• **What this task involves**
For this exercise, write each entry below out precisely and omit the pictures.

---------- Dataset content ----------

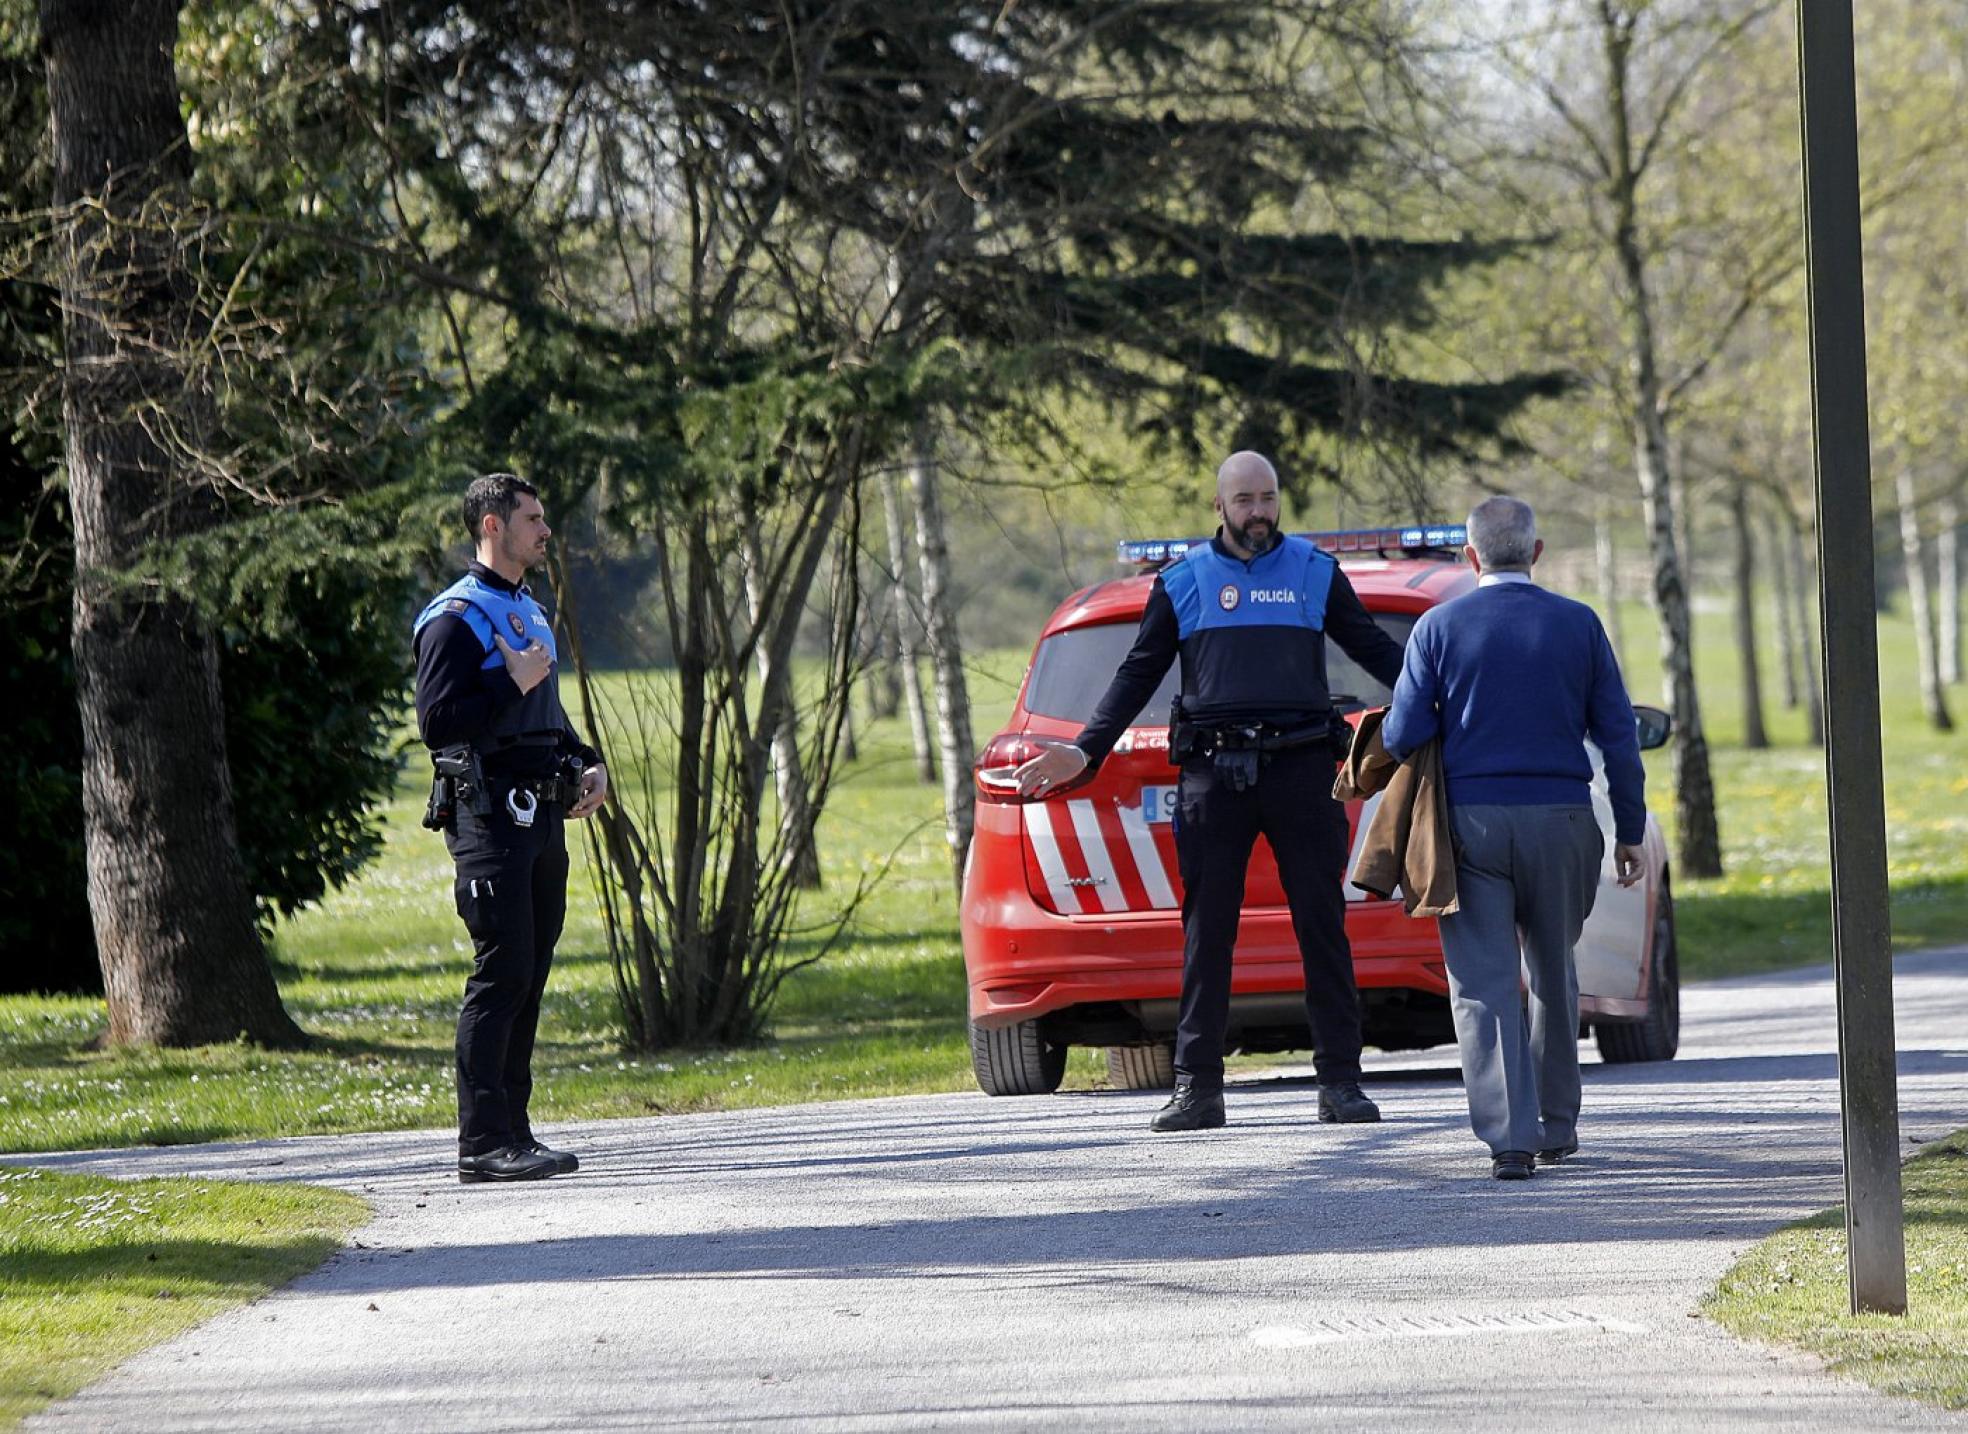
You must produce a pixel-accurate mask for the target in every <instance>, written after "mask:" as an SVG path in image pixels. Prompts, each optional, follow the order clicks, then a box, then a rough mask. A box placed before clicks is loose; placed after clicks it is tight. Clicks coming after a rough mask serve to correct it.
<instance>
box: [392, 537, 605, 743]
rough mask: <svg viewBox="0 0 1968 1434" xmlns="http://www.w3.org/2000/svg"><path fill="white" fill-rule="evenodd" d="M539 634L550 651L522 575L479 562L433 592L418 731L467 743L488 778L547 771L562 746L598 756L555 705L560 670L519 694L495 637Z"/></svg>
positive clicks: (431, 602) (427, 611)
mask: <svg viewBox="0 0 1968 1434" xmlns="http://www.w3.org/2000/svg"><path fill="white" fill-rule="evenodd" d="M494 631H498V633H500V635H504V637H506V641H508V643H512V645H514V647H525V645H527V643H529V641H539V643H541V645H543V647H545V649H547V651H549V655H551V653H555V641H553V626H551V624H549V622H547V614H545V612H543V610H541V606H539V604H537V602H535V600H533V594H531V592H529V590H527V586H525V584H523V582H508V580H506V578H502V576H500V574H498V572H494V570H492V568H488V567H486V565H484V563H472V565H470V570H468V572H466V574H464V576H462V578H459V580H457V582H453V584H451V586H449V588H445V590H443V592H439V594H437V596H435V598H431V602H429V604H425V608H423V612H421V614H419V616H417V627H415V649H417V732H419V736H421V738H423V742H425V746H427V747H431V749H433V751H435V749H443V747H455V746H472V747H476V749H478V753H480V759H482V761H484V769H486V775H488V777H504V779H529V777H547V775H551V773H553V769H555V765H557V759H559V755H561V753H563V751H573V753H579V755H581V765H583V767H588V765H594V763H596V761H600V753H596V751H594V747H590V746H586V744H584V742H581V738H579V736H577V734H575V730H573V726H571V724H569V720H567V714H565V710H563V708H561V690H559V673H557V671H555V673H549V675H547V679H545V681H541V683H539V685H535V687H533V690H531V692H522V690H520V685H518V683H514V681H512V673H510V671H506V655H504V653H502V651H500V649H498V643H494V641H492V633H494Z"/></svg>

----------

• **Answer area**
You must produce a pixel-accurate mask for the target in every <instance>, written after "mask:" as an SVG path in image pixels. Prompts, each optional, follow the order clicks, then a box, then a rough mask. A box placed before clicks is loose; placed after clicks it is tight. Clicks coming after a rough mask serve to correct it.
<instance>
box: [392, 537, 605, 743]
rough mask: <svg viewBox="0 0 1968 1434" xmlns="http://www.w3.org/2000/svg"><path fill="white" fill-rule="evenodd" d="M539 634L550 651L522 575L479 562L433 592L418 731L467 743L488 778L547 771L562 746L598 756L555 705L560 670L519 694L495 637Z"/></svg>
positive clicks: (431, 602) (427, 611)
mask: <svg viewBox="0 0 1968 1434" xmlns="http://www.w3.org/2000/svg"><path fill="white" fill-rule="evenodd" d="M494 631H498V633H500V635H504V637H506V641H508V643H512V645H514V647H525V645H527V643H529V641H539V643H541V645H543V647H545V649H547V651H549V655H551V653H555V641H553V626H551V624H549V622H547V614H545V612H543V610H541V606H539V604H537V602H535V600H533V594H531V592H529V590H527V586H525V584H523V582H508V580H506V578H502V576H500V574H498V572H494V570H492V568H488V567H486V565H484V563H472V565H470V570H468V572H466V574H464V576H462V578H459V580H457V582H453V584H451V586H449V588H445V590H443V592H439V594H437V596H435V598H431V602H429V604H425V608H423V612H421V614H419V616H417V627H415V649H417V732H419V736H421V738H423V742H425V746H427V747H431V749H433V751H435V749H443V747H455V746H472V747H476V749H478V753H480V759H482V761H484V769H486V775H488V777H504V779H529V777H547V775H551V773H553V769H555V765H557V759H559V755H561V753H563V751H573V753H579V755H581V765H583V767H588V765H594V763H596V761H600V753H596V751H594V747H590V746H586V744H584V742H581V738H579V736H577V734H575V730H573V726H571V724H569V720H567V714H565V710H563V708H561V690H559V673H557V671H555V673H549V675H547V679H545V681H541V683H539V685H535V687H533V690H531V692H522V690H520V685H518V683H514V681H512V673H510V671H506V655H504V653H502V651H500V649H498V643H494V641H492V633H494Z"/></svg>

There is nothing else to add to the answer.